[Point annotation items]
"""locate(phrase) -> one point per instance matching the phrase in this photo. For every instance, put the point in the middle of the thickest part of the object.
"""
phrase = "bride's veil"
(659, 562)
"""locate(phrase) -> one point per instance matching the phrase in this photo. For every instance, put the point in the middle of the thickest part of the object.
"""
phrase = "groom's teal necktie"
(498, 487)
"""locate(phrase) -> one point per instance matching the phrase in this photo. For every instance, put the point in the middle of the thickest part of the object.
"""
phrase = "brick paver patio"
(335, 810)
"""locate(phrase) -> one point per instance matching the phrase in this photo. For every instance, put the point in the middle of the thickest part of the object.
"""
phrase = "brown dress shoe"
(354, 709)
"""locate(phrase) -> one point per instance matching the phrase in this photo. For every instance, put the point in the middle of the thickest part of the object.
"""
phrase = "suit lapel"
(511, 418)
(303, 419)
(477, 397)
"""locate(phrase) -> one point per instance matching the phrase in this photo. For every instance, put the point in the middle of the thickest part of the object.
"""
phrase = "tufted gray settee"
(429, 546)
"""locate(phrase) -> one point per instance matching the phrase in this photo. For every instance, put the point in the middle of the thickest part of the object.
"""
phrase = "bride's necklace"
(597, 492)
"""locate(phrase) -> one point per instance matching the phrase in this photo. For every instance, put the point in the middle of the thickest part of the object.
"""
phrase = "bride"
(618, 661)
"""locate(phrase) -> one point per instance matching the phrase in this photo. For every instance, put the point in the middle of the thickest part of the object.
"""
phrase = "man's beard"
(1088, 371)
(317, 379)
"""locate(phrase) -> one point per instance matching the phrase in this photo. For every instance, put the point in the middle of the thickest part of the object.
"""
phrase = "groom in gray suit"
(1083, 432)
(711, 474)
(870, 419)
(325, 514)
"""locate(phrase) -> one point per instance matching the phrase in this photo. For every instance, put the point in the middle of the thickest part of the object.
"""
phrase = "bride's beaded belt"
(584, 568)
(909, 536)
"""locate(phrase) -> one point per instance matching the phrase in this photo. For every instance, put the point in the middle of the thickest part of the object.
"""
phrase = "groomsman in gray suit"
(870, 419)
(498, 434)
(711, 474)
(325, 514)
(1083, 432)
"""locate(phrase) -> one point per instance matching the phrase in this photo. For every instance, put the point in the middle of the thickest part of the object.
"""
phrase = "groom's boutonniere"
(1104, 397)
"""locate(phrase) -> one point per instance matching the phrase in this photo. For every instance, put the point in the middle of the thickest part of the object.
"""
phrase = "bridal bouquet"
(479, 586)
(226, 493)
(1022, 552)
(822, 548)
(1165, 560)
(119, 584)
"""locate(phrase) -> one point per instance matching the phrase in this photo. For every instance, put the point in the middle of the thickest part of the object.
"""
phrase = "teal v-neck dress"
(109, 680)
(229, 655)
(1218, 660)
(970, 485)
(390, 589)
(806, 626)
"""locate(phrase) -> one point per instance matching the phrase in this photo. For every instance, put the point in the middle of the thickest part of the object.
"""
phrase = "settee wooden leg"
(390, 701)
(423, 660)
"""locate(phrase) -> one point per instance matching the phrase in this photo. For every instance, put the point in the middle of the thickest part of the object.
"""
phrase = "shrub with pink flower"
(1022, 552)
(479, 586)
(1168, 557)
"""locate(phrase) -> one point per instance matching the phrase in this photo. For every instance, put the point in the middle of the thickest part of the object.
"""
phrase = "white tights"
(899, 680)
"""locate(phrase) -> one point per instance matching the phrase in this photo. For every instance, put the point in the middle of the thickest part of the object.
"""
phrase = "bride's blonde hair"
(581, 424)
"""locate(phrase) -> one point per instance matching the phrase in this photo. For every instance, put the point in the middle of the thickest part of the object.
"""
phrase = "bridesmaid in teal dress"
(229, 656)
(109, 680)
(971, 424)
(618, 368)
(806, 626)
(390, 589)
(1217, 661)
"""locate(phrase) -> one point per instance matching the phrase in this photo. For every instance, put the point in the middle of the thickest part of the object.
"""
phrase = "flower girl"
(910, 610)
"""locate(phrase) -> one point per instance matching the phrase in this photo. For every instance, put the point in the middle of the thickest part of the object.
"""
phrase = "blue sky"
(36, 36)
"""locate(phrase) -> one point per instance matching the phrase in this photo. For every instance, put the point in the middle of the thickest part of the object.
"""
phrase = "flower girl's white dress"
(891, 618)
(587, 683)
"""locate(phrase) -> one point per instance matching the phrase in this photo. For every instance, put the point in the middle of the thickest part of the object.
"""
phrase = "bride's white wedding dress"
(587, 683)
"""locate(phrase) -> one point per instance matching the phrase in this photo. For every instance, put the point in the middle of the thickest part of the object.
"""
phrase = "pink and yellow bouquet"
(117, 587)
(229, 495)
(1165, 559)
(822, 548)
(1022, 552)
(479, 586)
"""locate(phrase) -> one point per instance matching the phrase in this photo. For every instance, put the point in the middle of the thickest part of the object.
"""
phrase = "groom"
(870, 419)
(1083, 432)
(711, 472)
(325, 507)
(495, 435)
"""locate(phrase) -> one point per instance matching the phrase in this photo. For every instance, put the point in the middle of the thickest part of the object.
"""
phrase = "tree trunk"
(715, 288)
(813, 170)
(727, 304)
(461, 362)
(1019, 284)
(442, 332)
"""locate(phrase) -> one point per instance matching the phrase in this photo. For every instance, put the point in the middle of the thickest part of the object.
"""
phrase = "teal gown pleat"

» **WHAT YOU HAVE TO DO**
Show every line of the items above that contains the string "settee", treating uppercase and lowercase as different.

» **TASK ANSWER**
phrase = "tufted gray settee"
phrase = "settee wooden leg"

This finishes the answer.